* [Requirements] Please swap "dark" for "black" in the records between the line holding "Two rules. Place a point on every instance of the starry" and the line holding "(1313, 675)", inclusive. Give back only those lines, with everything else left unchanged.
**********
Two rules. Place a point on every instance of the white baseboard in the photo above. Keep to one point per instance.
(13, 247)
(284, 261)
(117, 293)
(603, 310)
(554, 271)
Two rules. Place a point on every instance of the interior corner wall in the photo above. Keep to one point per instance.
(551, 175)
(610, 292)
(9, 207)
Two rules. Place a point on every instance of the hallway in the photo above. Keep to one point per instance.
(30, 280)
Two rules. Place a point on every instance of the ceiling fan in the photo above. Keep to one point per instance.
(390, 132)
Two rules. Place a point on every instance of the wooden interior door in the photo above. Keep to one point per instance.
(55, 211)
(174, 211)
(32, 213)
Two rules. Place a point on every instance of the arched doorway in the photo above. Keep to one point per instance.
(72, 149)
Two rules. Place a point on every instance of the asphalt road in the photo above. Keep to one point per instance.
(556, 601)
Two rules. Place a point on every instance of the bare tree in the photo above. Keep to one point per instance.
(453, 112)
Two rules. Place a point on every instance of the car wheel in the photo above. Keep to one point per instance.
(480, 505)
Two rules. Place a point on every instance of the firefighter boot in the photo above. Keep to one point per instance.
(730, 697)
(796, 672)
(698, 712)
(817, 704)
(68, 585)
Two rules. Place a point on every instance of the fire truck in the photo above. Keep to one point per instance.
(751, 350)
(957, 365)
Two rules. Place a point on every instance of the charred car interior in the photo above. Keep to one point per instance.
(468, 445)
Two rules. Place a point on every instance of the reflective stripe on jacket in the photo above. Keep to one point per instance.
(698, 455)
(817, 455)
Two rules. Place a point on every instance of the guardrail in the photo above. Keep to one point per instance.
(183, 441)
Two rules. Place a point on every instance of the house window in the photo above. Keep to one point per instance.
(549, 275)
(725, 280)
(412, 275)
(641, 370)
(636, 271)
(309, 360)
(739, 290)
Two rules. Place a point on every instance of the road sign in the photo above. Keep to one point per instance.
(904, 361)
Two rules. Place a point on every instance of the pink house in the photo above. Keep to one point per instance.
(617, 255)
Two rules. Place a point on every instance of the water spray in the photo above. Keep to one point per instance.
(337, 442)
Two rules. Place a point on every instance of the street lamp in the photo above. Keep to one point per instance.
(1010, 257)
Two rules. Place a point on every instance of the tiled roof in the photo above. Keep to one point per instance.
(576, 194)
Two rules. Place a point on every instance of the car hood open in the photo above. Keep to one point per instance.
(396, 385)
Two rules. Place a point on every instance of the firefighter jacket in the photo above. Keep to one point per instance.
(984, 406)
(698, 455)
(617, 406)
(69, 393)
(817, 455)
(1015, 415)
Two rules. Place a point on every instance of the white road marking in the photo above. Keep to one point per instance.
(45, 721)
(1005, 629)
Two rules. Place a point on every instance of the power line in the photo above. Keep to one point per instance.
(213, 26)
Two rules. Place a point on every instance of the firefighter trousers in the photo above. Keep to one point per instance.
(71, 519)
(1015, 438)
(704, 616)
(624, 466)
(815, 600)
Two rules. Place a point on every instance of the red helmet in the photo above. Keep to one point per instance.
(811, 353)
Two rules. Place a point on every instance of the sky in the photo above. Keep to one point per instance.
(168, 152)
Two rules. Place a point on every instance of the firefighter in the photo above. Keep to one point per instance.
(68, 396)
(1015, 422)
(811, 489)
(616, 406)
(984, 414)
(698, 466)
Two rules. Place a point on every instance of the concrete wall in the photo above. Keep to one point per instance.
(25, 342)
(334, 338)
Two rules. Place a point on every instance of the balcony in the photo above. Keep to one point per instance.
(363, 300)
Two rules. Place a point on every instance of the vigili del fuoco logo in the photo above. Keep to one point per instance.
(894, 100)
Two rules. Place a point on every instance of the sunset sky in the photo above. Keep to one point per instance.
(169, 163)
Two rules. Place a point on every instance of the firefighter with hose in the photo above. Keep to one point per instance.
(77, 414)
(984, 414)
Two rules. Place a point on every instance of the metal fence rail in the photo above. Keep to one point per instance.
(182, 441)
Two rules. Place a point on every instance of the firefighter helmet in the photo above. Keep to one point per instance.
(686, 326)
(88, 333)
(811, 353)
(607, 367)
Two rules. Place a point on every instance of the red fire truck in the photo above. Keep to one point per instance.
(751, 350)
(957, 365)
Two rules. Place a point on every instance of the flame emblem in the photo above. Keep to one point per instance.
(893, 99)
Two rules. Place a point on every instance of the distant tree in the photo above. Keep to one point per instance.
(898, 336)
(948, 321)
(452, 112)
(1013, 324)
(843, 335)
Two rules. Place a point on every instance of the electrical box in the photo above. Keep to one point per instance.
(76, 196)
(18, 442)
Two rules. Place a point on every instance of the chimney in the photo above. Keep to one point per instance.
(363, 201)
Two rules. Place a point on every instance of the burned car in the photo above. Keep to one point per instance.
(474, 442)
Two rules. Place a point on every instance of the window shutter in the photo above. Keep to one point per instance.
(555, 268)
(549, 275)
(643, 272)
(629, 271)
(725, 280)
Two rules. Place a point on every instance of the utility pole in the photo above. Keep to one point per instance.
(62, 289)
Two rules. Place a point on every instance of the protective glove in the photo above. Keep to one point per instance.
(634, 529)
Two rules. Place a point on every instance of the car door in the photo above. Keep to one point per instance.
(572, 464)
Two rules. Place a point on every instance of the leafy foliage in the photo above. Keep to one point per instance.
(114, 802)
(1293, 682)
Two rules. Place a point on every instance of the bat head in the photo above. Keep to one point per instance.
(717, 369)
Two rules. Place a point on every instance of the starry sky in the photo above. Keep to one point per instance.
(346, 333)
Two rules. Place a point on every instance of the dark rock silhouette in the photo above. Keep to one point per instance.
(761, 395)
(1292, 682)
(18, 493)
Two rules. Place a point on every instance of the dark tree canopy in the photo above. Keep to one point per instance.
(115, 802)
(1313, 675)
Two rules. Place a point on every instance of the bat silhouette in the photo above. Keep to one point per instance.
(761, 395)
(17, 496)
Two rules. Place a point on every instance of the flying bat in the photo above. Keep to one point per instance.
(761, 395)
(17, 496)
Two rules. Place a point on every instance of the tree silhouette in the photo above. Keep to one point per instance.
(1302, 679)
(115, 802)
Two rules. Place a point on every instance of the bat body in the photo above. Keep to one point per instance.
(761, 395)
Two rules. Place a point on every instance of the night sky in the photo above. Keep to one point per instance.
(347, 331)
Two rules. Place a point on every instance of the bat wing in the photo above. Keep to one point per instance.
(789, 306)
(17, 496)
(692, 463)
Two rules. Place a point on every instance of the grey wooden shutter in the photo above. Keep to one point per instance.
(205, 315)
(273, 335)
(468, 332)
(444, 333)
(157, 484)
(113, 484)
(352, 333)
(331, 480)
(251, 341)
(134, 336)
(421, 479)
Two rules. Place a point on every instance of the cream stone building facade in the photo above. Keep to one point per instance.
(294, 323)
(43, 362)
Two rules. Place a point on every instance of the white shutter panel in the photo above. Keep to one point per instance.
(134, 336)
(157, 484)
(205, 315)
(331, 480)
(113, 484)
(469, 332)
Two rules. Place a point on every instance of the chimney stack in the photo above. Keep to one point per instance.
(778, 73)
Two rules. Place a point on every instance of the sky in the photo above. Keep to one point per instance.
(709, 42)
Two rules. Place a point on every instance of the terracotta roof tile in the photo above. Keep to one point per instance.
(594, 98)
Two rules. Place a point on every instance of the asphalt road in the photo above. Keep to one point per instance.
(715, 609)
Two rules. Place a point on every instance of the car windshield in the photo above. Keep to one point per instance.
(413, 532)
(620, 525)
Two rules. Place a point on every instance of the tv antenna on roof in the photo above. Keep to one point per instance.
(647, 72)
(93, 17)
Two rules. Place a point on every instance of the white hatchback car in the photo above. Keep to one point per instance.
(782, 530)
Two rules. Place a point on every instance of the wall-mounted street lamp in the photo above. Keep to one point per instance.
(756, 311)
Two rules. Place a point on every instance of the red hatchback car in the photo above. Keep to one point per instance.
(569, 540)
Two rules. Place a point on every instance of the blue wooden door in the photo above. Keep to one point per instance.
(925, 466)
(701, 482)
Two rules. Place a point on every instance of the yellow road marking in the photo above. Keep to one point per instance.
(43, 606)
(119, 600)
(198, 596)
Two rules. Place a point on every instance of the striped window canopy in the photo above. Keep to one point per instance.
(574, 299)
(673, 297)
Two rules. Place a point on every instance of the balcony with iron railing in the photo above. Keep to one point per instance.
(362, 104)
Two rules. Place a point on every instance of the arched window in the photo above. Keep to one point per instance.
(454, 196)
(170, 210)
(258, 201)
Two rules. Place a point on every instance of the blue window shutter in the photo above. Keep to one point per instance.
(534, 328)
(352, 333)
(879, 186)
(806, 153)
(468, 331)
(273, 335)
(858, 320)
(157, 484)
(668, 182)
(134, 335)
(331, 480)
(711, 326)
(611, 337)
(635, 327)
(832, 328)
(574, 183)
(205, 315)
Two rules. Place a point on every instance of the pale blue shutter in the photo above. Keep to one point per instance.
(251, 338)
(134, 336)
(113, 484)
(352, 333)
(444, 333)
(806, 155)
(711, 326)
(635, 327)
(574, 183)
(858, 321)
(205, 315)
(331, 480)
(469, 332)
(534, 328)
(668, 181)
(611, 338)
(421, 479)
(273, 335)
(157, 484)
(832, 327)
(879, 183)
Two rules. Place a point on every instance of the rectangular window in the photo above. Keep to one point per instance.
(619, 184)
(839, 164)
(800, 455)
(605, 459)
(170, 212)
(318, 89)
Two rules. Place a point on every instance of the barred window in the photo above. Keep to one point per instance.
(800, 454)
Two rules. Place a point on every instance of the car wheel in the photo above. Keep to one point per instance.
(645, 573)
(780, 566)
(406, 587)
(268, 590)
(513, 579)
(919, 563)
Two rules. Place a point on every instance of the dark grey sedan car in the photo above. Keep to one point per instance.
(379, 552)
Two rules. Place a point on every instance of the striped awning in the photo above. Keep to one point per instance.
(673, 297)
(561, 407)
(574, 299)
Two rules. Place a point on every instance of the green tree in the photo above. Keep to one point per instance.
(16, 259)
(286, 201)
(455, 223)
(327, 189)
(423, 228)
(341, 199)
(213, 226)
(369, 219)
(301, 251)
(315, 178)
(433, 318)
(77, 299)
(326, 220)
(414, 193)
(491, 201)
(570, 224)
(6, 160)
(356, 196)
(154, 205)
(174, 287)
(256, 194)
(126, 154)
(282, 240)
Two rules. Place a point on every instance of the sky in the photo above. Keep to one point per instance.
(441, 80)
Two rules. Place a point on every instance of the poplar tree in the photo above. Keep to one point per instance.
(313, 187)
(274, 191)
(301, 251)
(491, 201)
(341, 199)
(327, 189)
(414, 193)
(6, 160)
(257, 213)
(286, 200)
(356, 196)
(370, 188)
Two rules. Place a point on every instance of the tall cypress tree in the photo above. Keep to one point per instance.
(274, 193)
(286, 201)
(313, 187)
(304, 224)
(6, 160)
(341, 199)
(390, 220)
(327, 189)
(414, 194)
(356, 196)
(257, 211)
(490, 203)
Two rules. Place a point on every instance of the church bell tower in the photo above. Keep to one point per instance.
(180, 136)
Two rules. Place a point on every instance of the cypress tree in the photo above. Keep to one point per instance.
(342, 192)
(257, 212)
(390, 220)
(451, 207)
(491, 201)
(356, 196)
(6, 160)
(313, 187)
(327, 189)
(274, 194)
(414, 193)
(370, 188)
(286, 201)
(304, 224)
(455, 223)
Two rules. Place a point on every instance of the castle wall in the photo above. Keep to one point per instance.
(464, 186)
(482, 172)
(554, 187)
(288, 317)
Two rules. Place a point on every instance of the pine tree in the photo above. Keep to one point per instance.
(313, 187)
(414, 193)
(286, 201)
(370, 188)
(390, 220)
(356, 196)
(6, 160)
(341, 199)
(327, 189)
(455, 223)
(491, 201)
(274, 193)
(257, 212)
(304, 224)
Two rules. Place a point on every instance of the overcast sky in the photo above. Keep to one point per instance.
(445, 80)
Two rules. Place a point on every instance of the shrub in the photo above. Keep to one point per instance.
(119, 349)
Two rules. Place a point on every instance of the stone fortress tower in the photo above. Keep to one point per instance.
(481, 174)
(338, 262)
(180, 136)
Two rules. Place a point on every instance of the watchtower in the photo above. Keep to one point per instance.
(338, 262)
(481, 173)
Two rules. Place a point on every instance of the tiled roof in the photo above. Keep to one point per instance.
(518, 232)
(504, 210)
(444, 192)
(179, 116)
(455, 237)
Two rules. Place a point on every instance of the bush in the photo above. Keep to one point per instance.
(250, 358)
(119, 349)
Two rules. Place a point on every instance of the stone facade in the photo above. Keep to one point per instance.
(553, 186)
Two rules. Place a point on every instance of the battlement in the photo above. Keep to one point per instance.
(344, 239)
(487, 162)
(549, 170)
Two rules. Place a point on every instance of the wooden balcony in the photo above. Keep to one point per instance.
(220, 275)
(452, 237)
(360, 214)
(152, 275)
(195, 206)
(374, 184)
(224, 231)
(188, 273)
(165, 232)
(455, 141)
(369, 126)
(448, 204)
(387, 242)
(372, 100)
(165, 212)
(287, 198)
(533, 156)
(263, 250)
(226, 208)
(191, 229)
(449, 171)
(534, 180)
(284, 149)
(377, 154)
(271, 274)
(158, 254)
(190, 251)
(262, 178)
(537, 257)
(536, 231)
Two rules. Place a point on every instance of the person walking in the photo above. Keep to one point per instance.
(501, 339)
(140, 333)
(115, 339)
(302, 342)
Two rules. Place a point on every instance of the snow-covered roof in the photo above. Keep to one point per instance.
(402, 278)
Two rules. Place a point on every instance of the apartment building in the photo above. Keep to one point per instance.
**********
* [Result of this task]
Two rules. Place a point on every instance of the starry sky in the photo above. Keep to one point per instance.
(346, 333)
Two rules. Place a point on every instance of the black rock silhouette in the photo above. Keep to one point per instance.
(761, 395)
(1292, 682)
(18, 493)
Two rules. Place a point on every instance of the black tree canopy in the photo above. Keep to one point per instance.
(115, 802)
(1313, 675)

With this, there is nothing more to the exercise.